• _About this exercise_
The expected answer is the data below, retyped exactly.

• _Material supplied_
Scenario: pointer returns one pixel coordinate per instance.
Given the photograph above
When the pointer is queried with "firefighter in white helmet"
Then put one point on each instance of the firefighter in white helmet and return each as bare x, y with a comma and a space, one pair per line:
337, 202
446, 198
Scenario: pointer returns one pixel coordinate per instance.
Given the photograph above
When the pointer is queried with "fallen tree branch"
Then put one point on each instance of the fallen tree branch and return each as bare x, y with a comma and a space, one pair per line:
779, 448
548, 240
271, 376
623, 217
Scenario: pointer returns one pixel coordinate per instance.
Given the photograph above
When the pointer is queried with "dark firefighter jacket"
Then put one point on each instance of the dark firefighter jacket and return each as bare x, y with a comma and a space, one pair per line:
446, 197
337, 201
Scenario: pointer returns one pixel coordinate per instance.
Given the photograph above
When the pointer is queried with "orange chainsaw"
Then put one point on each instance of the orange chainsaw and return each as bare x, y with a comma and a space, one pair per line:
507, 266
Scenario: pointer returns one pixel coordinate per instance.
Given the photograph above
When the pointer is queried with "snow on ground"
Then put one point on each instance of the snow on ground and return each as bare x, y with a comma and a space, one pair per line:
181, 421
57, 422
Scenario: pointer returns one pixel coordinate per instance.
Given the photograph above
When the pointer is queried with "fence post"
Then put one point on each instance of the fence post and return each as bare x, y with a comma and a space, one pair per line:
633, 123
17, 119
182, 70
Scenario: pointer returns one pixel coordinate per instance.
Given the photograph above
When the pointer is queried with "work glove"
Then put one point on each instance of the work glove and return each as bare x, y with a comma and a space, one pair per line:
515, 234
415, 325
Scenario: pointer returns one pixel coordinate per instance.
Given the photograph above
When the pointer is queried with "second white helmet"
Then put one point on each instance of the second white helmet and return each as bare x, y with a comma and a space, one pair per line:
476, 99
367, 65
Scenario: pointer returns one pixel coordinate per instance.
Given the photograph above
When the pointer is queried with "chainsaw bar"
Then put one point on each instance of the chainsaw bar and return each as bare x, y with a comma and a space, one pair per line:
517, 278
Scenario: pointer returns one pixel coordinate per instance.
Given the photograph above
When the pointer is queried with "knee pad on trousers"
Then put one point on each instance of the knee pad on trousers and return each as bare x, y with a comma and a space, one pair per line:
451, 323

• _Response to this exercise_
Scenario: pointer returns one pixel coordinate per instance.
Given the photograph above
When the pointer is queried with "firefighter in white helmet"
Then put one point on each instance of the firefighter in white helmet and return each as bare x, y with a comma and a space, one pair per line:
337, 202
446, 198
Scenario: pointer returns one pixel coordinate per instance.
Given the photograph above
When the pointer is queried with "fallen tree branch"
Then put one point on each instance of the fallen tree branch and return each as bare x, y with a comma and a space, one pair per line:
779, 448
548, 240
271, 376
623, 217
Scenario: pointer returns one pixel coordinate per instance.
Given the photograph above
When the pointer is queried with "dark firefighter jacket"
Then put one point on each instance of the dark firefighter jacket and return each as bare x, y with a comma and a space, one pair per line:
446, 197
337, 201
Scenario: pointer returns one pixel coordinate per instance.
Given the photograph above
When the pointer is queried with "orange chainsaw"
Then put one point on each instance of the orange chainsaw and return each as bare x, y with a comma and a space, one pair per line:
507, 266
Scenario: pointer returns one pixel coordinate per instance.
Given the photograph above
When the pointer is queried with "snow on ground"
Then put one point on each instance of the snow on ground and return each as bare x, y with a comma and a space, one pair per line:
181, 421
57, 422
Scenario: pointer returns one pixel coordinate per instance.
Given the photograph above
When the pointer is queried with "fence post"
Then put one point on each instance of the fence post and return each as bare x, y with a comma and a space, one pair per line:
633, 123
17, 119
182, 70
Scenario: pointer returns one pixel coordinate per instance.
Given the photograph above
When the pointer is queried with "work glove"
Then put one point on each instance of the work glove and return each as bare x, y with a comma and a space, one pair per line:
515, 234
415, 325
Scenario: pointer returns one pixel coordinate per instance.
Given the photograph above
When the pointer is queried with "second white helmet"
Then put one point on each instance of the second white helmet and return each as bare x, y with a comma and a space, one pair per line:
476, 99
367, 65
Scenario: pointer returns one pixel coordinate per instance.
Given the photograph above
When the pointer is queried with "chainsaw bar"
Then put one point on each instance of the chainsaw bar and return each as bare x, y with a comma and a space, one pair per line:
517, 278
Scenario: pointer returns one pixel coordinate per instance.
Given the photograph above
When the pointer is queried with "knee pad on trousers"
Then put one point on each instance of the knee pad on trousers and return each as bare x, y with a comma and a space, one pair per line:
451, 323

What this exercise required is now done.